» Consigne
Reprenez, s'il vous plaît, le texte sur l'affaire Matzneff après sa dernière phrase et prolongez-le.

Cet article – finalement assez amusant même s’il est aussi instructif – est paru dans Libération, le 28 juillet, signé de Charlotte Belaïch. L’affaire Matzneff aura décidément amené tous les secteurs de l’opinion à des contorsions parfois plutôt cocasses et bien compliquées, que ce soit pour défendre Matzneff, par exemple quand on est catho tendances tradi, ou pour l’attaquer au nom d’un néo-moralisme radical restauré par une certaine gauche ou ultra-gauche, où il était naguère interdit d’interdire. et où la liberté des mœurs était pratique installée, règle absolue. Le féminisme activiste néo-religieux est passé par là et se marie aisément à certain rigorisme écolo à dominante fanatique. Dans cette affaire, les élus écolos, trahis par Hidalgo qui les a pris pour des cons, se disent sur le cul. C’est parlant. Tout ce petit monde se chamaille, son homogénéité idéologique éclate, son union politique pareillement. Les écolos ont toujours eu les plus grandes difficultés à s’entendre durablement avec qui que ce soit. Entre eux non plus, d’ailleurs. Ce qui a toujours rendu leur avenir plus qu’incertain, ce qui n’est pas triste. Il n’est pas interdit de s’en amuser. Ce n’est pas de la grande Histoire. Ni même de la petite. Plutôt une comédie de mœurs. Et ce n’est pas inintéressant du tout.

» Données fournies

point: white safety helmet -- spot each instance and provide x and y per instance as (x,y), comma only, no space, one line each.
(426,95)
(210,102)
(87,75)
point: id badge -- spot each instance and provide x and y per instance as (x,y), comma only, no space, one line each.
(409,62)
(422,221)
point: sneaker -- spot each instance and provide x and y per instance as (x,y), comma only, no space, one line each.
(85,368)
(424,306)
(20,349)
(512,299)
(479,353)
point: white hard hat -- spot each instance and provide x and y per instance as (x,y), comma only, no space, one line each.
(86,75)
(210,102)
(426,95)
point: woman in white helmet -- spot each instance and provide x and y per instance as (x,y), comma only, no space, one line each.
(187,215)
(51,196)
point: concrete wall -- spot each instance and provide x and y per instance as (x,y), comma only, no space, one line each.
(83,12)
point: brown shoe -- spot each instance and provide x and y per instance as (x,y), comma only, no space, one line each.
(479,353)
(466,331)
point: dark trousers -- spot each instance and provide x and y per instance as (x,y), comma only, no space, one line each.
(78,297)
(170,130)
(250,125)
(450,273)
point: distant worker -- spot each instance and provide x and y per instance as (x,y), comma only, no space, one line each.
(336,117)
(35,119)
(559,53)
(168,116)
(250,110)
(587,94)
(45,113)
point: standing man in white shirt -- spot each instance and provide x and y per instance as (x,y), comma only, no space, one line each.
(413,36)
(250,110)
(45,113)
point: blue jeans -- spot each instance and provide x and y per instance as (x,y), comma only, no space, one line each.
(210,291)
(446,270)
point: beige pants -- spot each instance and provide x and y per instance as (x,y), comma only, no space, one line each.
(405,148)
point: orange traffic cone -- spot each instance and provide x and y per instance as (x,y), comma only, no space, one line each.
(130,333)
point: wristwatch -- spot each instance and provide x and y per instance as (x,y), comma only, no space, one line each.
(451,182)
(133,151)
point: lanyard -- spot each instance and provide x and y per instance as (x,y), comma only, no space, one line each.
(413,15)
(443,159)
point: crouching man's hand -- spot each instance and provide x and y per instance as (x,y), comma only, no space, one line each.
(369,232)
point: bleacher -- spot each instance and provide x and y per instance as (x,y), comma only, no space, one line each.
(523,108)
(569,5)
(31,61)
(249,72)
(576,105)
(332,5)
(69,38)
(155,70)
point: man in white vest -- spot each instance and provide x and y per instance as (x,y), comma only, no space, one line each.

» Résultat
Soudés derrière Christophe Girard, les socialistes de la majorité parisienne sont gênés depuis la découverte des notes de frais de ses repas avec Matzneff. Et ne comprennent plus la stratégie d’Anne Hidalgo.
Après une semaine agitée, les élus de la majorité au conseil de Paris espéraient partir en vacances et laisser la polémique Girard se tasser. Ils espéraient qu’à la rentrée, la démission de l’adjoint à la culture d’Anne Hidalgo serait rangée au rayon des vieilles histoires de famille. Mais les révélations de Mediapart, lundi soir, ont fait l’effet d’une réplique sismique. Selon le site d’information, les services de la mairie ont découvert jeudi dernier trois notes de frais de repas entre l’élu parisien et l’écrivain Gabriel Matzneff, visé par une enquête pour « viols sur mineurs ». L’addition la plus récente, qui correspond à un déjeuner datant de février 2019, a été transmise par la maire au parquet de Paris.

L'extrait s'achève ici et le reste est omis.